**Stored data entries**
-------------------------
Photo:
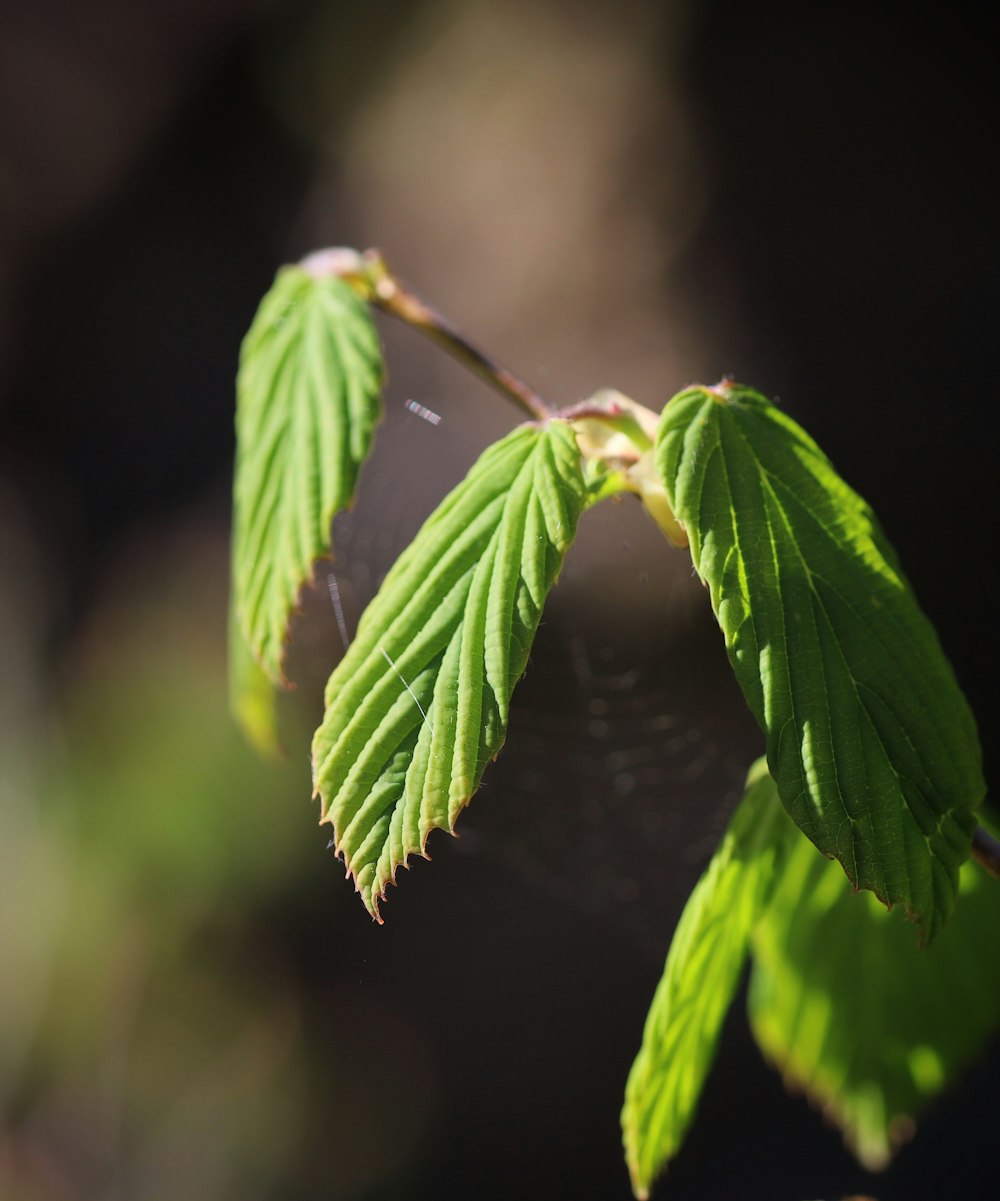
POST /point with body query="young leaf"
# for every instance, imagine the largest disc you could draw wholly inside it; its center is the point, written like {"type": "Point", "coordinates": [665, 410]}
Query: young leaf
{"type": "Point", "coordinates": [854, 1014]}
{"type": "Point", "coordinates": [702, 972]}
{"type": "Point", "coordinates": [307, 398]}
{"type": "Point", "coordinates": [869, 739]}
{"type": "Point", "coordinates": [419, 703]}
-------------------------
**WHAT IS BEING ASKED**
The records above should be written out in full and unchanged, except that pictures are dropped.

**ANSWER TO THIS PROBLEM**
Photo:
POST /point with body query="young leaf"
# for every instance, imagine the largest disc you could draw wholly inside it; its center is the point, written like {"type": "Point", "coordinates": [665, 410]}
Query: young leaf
{"type": "Point", "coordinates": [854, 1014]}
{"type": "Point", "coordinates": [702, 972]}
{"type": "Point", "coordinates": [307, 398]}
{"type": "Point", "coordinates": [869, 739]}
{"type": "Point", "coordinates": [419, 703]}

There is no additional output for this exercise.